PROBLEM A -> List the usernames of everyone who posted in the ski thread.
PROBLEM B -> Using the ski thread, state whether each statement agrees with it, answering yes or no and quoting the deciding words: (i) mondeo expects the course to be closed for much, if not all, of the day because of an A comp; (ii) 2knees ultimately decides to head to K on Friday; (iii) 2knees expects to save $70 on a ticket.
PROBLEM C -> Reproduce the ski thread from "thinking about taking" to "mondeo (Mar 22, 2011)", swapping "skiing" for "snowboarding".

Begin SELECTED EXTRACT

# ktown friday 4/1



## 2knees (Mar 22, 2011)

thinking about taking the day off and either skiing at okemo for $10 bucks with RiverCoil or heading to K and taking a few runs on OL before the comp.  anyone heading up to K on friday?


----------



## mondeo (Mar 22, 2011)

Not sure what I'm doing yet, they're having an A comp so the course will be closed for much, if not all, of the day. Usually I'd be there.


----------



## Greg (Mar 22, 2011)

2knees said:


> and either skiing at okemo for $10 bucks with RiverCoil



:lol:


----------



## 2knees (Mar 22, 2011)

mondeo said:


> Not sure what I'm doing yet, they're having an A comp so the course will be closed for much, if not all, of the day. Usually I'd be there.



wow, that sucks.  Okemo, here i come!  the weekend is gonna be expensive anyway i cut it so saving $70 on a ticket probably isnt a bad thing.

End SELECTED EXTRACT
Begin RECORD SET

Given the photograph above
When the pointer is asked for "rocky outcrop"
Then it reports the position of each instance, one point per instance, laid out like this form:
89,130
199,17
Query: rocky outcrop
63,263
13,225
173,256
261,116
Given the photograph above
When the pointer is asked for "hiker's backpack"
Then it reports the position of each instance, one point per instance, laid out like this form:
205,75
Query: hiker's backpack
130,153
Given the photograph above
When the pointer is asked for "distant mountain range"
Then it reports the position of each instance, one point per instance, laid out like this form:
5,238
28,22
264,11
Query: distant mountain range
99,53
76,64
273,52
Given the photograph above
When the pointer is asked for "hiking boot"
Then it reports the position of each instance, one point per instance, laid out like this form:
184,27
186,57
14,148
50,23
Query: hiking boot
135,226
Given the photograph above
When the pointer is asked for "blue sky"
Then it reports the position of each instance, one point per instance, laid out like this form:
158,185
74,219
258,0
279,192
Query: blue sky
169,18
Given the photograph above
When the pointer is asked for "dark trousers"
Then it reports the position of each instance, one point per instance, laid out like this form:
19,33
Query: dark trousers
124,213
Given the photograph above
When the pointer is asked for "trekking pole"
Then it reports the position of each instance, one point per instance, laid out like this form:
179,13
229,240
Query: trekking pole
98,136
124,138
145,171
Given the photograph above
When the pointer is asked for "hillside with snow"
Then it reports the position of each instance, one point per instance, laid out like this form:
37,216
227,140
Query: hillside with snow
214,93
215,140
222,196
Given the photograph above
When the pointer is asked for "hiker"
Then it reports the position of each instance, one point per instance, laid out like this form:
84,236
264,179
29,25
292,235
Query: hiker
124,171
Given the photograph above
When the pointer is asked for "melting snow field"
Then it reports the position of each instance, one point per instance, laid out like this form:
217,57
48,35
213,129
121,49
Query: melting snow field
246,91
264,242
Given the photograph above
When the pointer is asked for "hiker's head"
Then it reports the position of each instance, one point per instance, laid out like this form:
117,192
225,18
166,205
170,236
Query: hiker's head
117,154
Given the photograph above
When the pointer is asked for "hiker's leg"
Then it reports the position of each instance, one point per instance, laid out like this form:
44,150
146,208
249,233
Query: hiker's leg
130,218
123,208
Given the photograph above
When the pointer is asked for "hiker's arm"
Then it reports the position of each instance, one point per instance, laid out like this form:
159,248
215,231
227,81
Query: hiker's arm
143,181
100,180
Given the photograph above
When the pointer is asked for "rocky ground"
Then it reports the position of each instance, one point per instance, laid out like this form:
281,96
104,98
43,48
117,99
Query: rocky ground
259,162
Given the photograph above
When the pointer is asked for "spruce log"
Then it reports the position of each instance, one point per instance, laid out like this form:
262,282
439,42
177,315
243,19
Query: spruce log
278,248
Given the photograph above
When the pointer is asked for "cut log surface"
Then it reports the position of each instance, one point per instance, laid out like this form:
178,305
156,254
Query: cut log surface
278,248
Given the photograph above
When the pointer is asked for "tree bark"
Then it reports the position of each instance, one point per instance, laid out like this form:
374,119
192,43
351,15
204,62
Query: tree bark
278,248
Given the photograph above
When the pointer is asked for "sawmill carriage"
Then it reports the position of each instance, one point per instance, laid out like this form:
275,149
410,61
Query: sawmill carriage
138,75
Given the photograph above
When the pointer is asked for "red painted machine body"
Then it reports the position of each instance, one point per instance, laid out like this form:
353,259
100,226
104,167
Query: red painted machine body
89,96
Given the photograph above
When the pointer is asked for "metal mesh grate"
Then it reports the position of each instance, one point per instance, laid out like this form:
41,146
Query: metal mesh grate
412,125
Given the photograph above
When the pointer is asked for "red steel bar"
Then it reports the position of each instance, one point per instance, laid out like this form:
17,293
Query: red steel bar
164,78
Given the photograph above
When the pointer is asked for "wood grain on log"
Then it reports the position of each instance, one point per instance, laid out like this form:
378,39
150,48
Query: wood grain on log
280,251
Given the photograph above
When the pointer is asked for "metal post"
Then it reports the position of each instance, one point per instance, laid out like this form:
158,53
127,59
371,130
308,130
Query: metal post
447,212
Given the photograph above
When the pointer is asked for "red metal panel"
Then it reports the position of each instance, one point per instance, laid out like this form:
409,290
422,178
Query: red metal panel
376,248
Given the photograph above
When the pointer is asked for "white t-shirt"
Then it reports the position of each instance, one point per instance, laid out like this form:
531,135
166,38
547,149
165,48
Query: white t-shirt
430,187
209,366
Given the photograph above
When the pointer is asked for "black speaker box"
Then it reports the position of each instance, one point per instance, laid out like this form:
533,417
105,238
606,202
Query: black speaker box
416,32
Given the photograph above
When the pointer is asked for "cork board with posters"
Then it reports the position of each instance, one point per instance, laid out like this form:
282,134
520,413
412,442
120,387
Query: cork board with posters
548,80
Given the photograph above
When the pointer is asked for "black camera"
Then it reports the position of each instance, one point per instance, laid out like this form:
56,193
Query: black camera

End RECORD SET

FULL SOLUTION A -> 2knees, mondeo, Greg

FULL SOLUTION B ->
(i) Yes: "they're having an A comp so the course will be closed for much, if not all, of the day"
(ii) No: "Okemo, here i come!"
(iii) Yes: "saving $70 on a ticket probably isnt a bad thing"

FULL SOLUTION C ->
thinking about taking the day off and either snowboarding at okemo for $10 bucks with RiverCoil or heading to K and taking a few runs on OL before the comp.  anyone heading up to K on friday?


----------



## mondeo (Mar 22, 2011)